[A block of data]
* * * * * * * * *
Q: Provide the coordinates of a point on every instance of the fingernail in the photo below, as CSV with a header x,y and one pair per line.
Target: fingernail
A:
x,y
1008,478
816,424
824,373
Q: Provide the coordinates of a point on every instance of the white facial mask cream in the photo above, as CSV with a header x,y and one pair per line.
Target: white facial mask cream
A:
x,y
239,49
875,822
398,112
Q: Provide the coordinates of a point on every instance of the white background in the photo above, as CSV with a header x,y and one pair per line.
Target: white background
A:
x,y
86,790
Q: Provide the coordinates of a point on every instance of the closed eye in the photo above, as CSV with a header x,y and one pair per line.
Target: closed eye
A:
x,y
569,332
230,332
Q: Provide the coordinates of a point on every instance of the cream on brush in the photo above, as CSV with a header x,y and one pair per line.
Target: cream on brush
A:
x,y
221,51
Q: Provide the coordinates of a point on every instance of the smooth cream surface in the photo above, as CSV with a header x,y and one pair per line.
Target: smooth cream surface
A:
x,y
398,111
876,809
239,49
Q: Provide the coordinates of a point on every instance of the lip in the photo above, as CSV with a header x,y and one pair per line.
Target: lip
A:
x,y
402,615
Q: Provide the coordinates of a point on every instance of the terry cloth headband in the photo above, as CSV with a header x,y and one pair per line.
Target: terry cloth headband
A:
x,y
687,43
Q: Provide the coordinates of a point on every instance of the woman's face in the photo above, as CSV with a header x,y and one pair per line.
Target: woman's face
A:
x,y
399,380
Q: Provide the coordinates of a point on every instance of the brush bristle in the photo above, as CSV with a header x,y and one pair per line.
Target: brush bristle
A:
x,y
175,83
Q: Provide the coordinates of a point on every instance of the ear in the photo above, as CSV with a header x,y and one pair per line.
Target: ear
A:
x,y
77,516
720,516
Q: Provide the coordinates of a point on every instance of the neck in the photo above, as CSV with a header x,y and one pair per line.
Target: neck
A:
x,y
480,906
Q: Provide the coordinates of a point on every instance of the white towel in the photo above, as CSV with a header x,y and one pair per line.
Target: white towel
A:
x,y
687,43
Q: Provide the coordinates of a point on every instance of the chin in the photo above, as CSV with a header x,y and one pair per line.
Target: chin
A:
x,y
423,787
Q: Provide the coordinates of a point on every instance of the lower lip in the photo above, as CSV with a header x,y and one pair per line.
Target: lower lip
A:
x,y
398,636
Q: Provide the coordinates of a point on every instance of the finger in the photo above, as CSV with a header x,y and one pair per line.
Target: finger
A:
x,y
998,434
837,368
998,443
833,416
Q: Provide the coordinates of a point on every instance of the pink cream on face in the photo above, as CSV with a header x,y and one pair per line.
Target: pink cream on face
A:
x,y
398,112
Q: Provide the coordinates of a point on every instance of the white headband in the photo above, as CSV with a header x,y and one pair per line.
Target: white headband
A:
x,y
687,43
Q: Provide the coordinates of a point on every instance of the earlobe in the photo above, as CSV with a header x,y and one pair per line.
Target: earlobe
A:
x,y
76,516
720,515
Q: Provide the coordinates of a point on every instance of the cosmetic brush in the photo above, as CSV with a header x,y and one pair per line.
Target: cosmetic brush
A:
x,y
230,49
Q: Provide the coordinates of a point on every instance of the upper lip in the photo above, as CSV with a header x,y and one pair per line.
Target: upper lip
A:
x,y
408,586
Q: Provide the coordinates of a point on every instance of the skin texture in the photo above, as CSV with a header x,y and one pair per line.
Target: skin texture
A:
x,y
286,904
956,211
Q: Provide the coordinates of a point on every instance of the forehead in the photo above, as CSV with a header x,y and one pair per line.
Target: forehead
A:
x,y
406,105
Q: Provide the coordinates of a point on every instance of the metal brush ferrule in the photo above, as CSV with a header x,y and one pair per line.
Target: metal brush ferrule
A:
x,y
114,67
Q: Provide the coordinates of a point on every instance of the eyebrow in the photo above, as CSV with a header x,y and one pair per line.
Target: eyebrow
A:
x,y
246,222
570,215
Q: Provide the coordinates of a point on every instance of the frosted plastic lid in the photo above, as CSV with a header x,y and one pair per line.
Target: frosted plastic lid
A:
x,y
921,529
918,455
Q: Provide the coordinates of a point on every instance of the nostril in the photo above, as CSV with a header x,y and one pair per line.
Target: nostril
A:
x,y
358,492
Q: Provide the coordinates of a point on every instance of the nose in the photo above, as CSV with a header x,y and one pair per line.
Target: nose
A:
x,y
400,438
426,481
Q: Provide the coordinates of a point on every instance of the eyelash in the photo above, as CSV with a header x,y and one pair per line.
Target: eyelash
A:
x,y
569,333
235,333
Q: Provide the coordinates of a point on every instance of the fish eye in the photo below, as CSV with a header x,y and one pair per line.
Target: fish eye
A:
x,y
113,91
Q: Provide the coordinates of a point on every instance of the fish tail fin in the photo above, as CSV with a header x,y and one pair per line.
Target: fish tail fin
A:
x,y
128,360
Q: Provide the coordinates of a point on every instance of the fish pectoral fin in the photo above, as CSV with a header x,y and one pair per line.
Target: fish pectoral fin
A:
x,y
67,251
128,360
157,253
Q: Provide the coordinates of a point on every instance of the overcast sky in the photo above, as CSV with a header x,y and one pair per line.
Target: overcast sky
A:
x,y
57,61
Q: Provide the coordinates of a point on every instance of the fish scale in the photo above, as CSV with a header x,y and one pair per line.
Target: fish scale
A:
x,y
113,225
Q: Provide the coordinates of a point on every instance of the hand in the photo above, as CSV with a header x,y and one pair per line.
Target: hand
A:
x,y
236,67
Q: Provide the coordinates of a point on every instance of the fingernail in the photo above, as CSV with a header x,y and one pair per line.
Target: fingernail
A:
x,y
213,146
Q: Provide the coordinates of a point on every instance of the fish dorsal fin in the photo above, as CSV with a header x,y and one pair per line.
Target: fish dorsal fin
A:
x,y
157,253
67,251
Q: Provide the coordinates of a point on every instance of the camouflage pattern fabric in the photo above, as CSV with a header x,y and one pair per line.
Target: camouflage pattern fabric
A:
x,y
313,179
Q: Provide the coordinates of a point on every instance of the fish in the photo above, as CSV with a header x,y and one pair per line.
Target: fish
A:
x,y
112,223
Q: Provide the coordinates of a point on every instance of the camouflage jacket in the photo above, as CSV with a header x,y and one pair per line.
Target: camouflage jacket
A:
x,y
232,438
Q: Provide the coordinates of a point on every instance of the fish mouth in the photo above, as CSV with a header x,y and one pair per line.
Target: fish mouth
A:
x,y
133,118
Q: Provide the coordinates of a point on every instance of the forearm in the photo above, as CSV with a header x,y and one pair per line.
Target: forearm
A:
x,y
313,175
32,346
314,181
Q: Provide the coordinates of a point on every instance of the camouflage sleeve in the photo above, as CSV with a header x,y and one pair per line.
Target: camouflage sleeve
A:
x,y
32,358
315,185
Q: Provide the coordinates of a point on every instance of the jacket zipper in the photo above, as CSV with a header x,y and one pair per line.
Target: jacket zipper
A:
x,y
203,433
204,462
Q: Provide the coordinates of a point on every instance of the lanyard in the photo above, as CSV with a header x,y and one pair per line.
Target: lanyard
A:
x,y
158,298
* * * * * * * * *
WHAT YOU NEED TO DO
Rename "lanyard" to "neck strap" in the part of the data that runs from the line containing "of the lanyard" through the end of the data, and give those lines again with everything else unchanged.

SOLUTION TO THE EXERCISE
Q: Provide the coordinates of a point on every instance of the neck strap in the photo above, as CSV with a header x,y and one pair per line.
Target: neck strap
A:
x,y
158,298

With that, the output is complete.